EXERCISE REQUIREMENTS » Let your answer be the line containing "Where can you find the hiker with blue" and every line below it to the end of the records, copied exactly.

===

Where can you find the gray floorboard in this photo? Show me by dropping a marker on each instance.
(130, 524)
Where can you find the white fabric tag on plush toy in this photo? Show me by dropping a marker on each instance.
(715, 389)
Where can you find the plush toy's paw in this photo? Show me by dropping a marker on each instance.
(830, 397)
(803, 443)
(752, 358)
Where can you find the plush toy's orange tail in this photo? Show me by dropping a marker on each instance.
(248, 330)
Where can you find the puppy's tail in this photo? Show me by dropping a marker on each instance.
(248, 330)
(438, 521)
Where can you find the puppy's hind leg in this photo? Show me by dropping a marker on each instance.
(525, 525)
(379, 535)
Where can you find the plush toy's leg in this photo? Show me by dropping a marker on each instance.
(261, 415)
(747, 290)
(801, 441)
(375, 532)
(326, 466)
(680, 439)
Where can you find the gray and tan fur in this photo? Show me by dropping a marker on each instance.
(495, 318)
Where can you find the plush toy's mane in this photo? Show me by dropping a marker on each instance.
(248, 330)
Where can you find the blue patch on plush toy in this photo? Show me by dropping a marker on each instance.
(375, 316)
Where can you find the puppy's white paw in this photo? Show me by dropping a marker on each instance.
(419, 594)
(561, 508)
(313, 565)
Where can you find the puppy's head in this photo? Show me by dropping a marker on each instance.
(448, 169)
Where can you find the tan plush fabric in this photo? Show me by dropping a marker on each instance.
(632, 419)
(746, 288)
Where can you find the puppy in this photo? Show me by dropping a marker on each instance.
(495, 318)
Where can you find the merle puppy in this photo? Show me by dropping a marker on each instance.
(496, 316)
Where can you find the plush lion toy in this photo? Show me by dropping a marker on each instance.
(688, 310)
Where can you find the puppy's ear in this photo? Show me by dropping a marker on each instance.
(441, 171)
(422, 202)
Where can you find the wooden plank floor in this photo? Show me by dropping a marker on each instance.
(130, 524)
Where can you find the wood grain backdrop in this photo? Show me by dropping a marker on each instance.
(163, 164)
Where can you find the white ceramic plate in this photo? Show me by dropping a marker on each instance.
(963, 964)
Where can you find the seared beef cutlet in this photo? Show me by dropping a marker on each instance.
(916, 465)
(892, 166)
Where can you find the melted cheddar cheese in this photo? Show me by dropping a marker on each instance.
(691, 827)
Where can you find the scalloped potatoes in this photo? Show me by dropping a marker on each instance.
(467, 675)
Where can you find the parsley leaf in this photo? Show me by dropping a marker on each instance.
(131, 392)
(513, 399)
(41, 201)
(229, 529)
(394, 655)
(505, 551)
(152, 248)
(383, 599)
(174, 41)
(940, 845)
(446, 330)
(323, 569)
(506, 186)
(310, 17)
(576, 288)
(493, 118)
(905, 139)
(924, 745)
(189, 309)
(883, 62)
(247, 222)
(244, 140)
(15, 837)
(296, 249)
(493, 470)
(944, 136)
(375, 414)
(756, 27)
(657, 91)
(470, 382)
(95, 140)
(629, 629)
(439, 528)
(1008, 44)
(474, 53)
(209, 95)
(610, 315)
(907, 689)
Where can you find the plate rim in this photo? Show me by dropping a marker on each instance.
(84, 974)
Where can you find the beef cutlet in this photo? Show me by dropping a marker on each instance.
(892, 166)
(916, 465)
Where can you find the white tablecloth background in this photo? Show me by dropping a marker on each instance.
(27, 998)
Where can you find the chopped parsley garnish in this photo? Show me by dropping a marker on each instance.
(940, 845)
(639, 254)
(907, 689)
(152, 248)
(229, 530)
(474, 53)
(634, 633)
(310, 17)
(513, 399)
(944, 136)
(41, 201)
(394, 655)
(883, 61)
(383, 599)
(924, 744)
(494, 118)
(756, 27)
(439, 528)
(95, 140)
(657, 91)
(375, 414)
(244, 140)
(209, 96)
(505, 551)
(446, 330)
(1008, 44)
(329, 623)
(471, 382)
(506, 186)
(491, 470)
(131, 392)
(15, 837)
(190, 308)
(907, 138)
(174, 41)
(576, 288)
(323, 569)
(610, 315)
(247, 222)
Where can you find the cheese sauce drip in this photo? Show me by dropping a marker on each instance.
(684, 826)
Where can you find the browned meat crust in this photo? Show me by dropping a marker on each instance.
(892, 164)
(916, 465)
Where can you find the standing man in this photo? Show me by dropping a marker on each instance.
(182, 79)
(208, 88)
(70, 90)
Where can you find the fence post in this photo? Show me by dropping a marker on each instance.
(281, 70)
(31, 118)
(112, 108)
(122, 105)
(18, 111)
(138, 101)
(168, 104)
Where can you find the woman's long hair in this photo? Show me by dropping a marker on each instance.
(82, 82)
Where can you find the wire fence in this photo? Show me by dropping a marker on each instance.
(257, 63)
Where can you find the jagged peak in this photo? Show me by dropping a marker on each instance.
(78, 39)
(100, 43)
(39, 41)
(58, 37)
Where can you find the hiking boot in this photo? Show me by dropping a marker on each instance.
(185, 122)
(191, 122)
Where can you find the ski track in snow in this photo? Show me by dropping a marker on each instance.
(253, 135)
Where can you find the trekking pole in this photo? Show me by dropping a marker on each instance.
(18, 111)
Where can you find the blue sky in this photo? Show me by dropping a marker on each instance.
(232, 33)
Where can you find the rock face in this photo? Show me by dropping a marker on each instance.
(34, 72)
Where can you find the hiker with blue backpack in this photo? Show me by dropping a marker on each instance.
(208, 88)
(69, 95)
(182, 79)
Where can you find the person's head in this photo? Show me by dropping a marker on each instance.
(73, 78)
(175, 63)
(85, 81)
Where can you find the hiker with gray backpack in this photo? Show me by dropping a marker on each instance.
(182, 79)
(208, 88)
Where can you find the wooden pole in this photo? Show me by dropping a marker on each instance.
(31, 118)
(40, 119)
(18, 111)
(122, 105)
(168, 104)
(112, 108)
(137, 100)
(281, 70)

===

OUTPUT »
Where can you find the hiker with blue backpack in this photo? Show me by dropping a marker on each instance.
(208, 88)
(69, 95)
(182, 79)
Where can you find the person's head in this photo? Show me by dropping a marker on each instance.
(73, 78)
(175, 63)
(85, 81)
Where can you find the hiker with gray backpack in this photo? Show me by dropping a marker on each instance.
(182, 79)
(208, 88)
Where can you find the wooden pole in this photo? Show me by dropping a marker on each instance.
(31, 118)
(40, 119)
(18, 111)
(122, 105)
(168, 104)
(112, 108)
(137, 100)
(281, 70)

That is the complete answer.